İstenen → Atatürkçülük metninden, "Kurucusu Mustafa Kemal" sözlerinin geçtiği yerden başlayan ve "yana olmak demektir." sözlerinden sonra biten bölümü hiçbir değişiklik yapmadan kopyalayın.

Metin Parçası →
================================

Kurucusu Mustafa Kemal Atatürk’ün “En büyük eserim.” dediği Türkiye Cumhuriyeti’nin 96’ncı kuruluş yıldönümünü kutluyoruz.
Dört yıl sonra ise 100’üncü yıla ulaşıp ‘dalya’ diyeceğiz.
Atatürkçülük demek, “Laik Türkiye” demektir; dar anlamıyla “din ve devlet işlerinin birbirinden ayrıldığı”, geniş anlamıyla ise “her türlü bağnazlıktan arınmış, yüzü ileri Batı’ya dönük özgür düşünceli, bilim ve sanatı rehber edinmiş bireylerden oluşan bir toplum”…
Atatürkçülük; “özgürlükleri yok etme özgürlüğüne” sahip oldukları kuruntusu ya da saplantısıyla ‘ceberutça’ davrananların dışında kendisi gibi düşünmeyenlere saygılı, demokrasiyi özümsemiş, iç ve dış barıştan yana olmak demektir.

================================

Veri Kümesinden Alıntı →
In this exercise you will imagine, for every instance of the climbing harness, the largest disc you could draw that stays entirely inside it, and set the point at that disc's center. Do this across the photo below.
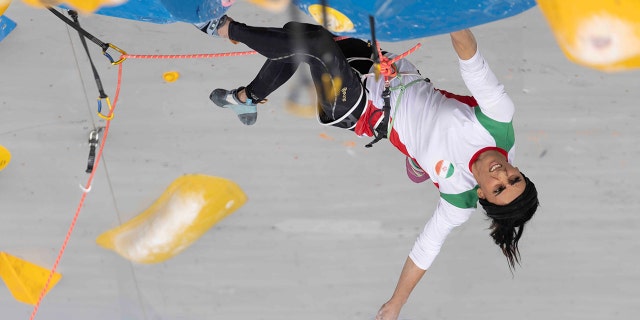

================================

Görevin Sonucu →
Kurucusu Mustafa Kemal Atatürk’ün “En büyük eserim.” dediği Türkiye Cumhuriyeti’nin 96’ncı kuruluş yıldönümünü kutluyoruz.
Dört yıl sonra ise 100’üncü yıla ulaşıp ‘dalya’ diyeceğiz.
Atatürkçülük demek, “Laik Türkiye” demektir; dar anlamıyla “din ve devlet işlerinin birbirinden ayrıldığı”, geniş anlamıyla ise “her türlü bağnazlıktan arınmış, yüzü ileri Batı’ya dönük özgür düşünceli, bilim ve sanatı rehber edinmiş bireylerden oluşan bir toplum”…
Atatürkçülük; “özgürlükleri yok etme özgürlüğüne” sahip oldukları kuruntusu ya da saplantısıyla ‘ceberutça’ davrananların dışında kendisi gibi düşünmeyenlere saygılı, demokrasiyi özümsemiş, iç ve dış barıştan yana olmak demektir.